▸ **GIVEN DATA**:
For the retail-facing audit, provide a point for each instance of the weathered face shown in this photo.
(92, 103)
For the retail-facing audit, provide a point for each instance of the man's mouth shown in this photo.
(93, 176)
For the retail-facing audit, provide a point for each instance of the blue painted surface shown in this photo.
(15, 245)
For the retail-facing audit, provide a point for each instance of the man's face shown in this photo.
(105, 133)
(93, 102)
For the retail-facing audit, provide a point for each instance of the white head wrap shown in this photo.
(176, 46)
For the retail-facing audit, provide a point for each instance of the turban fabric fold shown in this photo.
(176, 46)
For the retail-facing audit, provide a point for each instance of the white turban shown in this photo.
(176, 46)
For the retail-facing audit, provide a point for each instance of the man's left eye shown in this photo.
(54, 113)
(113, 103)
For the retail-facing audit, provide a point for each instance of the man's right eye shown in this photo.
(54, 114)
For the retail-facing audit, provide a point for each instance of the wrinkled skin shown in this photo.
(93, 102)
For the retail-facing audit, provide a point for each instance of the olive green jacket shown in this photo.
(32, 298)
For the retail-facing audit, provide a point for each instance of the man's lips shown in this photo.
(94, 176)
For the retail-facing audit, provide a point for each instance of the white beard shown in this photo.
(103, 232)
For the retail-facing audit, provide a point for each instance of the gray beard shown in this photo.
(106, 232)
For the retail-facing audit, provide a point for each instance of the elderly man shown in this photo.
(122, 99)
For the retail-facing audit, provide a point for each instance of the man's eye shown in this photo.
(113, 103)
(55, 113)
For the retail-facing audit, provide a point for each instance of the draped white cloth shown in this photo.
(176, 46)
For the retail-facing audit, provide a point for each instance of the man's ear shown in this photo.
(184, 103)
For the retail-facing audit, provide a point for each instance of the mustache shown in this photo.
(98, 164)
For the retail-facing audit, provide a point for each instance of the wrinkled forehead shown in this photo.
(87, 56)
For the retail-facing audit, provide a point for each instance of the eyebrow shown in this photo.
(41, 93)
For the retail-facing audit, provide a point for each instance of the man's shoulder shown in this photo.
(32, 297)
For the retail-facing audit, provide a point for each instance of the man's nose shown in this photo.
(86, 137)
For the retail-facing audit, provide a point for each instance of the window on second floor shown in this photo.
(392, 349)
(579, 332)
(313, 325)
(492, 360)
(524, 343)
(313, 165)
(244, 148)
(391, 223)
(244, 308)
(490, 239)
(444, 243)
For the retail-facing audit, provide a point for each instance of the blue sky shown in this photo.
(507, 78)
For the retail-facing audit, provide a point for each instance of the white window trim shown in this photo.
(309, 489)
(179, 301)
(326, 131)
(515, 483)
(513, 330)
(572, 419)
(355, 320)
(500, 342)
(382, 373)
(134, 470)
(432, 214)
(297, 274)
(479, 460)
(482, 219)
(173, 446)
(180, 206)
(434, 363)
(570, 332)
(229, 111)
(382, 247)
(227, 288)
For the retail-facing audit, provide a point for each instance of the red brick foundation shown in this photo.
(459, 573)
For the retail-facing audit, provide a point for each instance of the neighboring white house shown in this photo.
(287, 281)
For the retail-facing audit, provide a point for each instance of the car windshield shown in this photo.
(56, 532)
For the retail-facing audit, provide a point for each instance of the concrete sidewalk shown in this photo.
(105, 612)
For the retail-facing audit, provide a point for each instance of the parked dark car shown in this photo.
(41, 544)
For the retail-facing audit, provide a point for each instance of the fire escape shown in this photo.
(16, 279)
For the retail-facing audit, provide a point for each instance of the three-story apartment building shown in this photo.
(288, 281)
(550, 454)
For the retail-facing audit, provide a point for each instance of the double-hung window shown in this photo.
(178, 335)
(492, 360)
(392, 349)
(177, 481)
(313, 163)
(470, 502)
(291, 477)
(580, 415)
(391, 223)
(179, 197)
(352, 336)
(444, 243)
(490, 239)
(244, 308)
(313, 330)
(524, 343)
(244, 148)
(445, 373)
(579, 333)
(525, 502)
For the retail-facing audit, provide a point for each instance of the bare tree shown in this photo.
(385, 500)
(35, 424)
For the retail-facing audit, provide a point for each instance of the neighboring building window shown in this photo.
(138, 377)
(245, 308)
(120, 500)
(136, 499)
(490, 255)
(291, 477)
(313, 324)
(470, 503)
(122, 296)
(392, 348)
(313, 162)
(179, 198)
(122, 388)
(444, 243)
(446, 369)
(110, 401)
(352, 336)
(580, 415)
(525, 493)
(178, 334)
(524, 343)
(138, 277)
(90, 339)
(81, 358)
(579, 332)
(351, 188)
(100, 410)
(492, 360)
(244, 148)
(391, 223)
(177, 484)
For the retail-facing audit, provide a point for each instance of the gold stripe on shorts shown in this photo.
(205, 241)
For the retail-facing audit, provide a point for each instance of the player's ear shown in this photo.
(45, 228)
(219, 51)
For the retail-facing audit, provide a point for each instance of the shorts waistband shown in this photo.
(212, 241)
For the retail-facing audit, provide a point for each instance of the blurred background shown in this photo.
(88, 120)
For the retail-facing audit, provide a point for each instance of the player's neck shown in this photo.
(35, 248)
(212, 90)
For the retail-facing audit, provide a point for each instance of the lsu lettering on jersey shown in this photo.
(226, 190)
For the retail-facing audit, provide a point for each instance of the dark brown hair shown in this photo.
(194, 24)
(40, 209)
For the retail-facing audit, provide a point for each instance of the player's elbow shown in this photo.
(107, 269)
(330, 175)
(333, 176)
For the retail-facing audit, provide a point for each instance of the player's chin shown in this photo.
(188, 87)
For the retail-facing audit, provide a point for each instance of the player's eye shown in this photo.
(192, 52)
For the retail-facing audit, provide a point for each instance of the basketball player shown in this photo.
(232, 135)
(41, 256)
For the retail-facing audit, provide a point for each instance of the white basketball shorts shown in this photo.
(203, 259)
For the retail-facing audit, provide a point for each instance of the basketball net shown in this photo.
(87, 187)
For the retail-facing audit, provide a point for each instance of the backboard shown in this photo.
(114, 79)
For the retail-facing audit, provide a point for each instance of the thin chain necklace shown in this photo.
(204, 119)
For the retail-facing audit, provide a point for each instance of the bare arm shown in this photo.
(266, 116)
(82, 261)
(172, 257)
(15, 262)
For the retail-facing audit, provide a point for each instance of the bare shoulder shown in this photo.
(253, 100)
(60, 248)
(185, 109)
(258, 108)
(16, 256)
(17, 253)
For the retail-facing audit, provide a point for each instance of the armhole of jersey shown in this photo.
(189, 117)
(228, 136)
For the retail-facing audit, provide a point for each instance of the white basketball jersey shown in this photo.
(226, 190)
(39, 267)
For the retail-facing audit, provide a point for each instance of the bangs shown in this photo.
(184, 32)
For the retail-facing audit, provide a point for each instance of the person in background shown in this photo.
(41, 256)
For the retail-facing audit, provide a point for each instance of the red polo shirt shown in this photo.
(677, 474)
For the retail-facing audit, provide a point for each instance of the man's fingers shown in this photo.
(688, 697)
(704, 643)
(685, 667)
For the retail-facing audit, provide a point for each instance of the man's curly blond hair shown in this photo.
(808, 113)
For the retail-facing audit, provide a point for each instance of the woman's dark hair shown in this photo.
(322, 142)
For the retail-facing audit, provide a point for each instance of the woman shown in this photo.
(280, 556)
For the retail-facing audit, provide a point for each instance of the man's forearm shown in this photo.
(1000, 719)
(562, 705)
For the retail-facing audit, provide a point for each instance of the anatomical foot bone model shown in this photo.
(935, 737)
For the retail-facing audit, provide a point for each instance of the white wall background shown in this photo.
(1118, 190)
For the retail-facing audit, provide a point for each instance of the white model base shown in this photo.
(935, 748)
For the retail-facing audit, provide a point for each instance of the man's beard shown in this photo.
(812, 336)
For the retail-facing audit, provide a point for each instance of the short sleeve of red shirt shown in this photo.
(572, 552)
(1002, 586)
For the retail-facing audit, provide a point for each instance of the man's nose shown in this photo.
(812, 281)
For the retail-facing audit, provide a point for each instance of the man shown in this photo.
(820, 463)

▸ **WORK INSTRUCTIONS**: Your answer should be the lines from the one containing "woman shown in this photo." through the last line of the records, repeated exactly and with nothing added.

▸ **SOLUTION FOR THIS PROBLEM**:
For the retail-facing audit, provide a point for each instance of the woman shown in this photo.
(280, 556)
For the retail-facing audit, provide a point for each instance of the man's forearm shown in this photo.
(1000, 719)
(562, 705)
For the retail-facing audit, provide a point for each instance of the anatomical foot bone model shown in this photo.
(935, 737)
For the retail-facing audit, provide a point for each instance of the white wall background shown in this photo.
(1118, 190)
For the retail-facing audit, provide a point for each instance of the white model base shown in this photo.
(935, 748)
For the retail-facing audit, provide a point for each instance of the man's beard shown in this photo.
(812, 336)
For the retail-facing audit, provide a point for each instance of the short sleeve of red shirt shown in this photo.
(572, 552)
(1002, 586)
For the retail-facing audit, provide a point for each instance of the man's nose shown in this photo.
(812, 281)
For the retail-facing audit, provide a point for each instance of the man shown in this photo.
(820, 463)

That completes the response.